● **Metne Dair Sorular**:
a. Alzheimer araştırmasına dair metnin "Bunu test etmek" ifadesinden başlayıp "oranda geri kazanabildiler." ifadesine kadar (bu ifade de dahil) olan kısmını, "targretin" yerine "beksaroten" koyarak yeniden yazın.
b. Alzheimer araştırmasına dair metni kaldığı yerden sürdürün.
##### Alıştırma Metni #####
Normal şartlarda beta amiloidi APOE isimli bir proteinin temizleyebildiği biliniyordu. Öyle ki APOE geninde mutasyonu olan bireylerde Alzheimer ihtimali normalden daha yüksek oluyor. Araştırmacılar da APOE’yi aktive eden bir kanser ilacınının protein kümelenmesine iyi gelebileceğini tahmin ettiler.
Bunu test etmek için beyninde Alzheimer’e benzer protein kümeleri biriktiren genetiği değiştirilmiş fare kullanıldı. APOE’yi etkinleştiren targretin (bexarotene) isimli ilaç sayesinde fare beyninde biriken çözünülebilir beta amiloid plaklar %50 oranında azaldı. Dahası ilaç sayesinde fareler, zamanla kaybettikleri hafıza ve sosyal davranış yeteneklerini önemli oranda geri kazanabildiler.
##### Verilen Materyal #####
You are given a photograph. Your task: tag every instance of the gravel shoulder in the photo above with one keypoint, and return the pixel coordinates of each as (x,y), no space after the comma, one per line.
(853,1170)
#####
● **Cevap Listesi**:
a.
Bunu test etmek için beyninde Alzheimer’e benzer protein kümeleri biriktiren genetiği değiştirilmiş fare kullanıldı. APOE’yi etkinleştiren beksaroten (bexarotene) isimli ilaç sayesinde fare beyninde biriken çözünülebilir beta amiloid plaklar %50 oranında azaldı. Dahası ilaç sayesinde fareler, zamanla kaybettikleri hafıza ve sosyal davranış yeteneklerini önemli oranda geri kazanabildiler.

b.
Bu çalışma Alzheimer hastalığının tedavisi açısından umut verici bir adım. Öte yandan araştırmacılar, Alzheimer ve Parkinson gibi hastalıkların, kanser gibi hem çevresel hem kalıtsal çok sayıda kaynağı olduğuna, hastalığa sebep olan moleküler hasarların da birden fazla çeşit olabileceğine dikkat çekiyor. Bu durumda hastalığa kestirme çözümler bulmak umulduğu kadar kolay olmayabilir. Dolayısıyla hastalığın karmaşık mekanizmalarını anlamaya yönelik daha fazla çalışma gerekmekte.
İlgili makaleler:
Liu v.d.., Trans-Synaptic Spread of Tau Pathology In Vivo, PloS ONE, 2012. doi:10.1371/journal.pone.0031302
Cramer v.d.., ApoE-Directed Therapeutics Rapidly Clear β-Amyloid and Reverse Deficits in AD Mouse Models, Science, 2012. doi:10.1126/science.1217697
(soL - Bilim)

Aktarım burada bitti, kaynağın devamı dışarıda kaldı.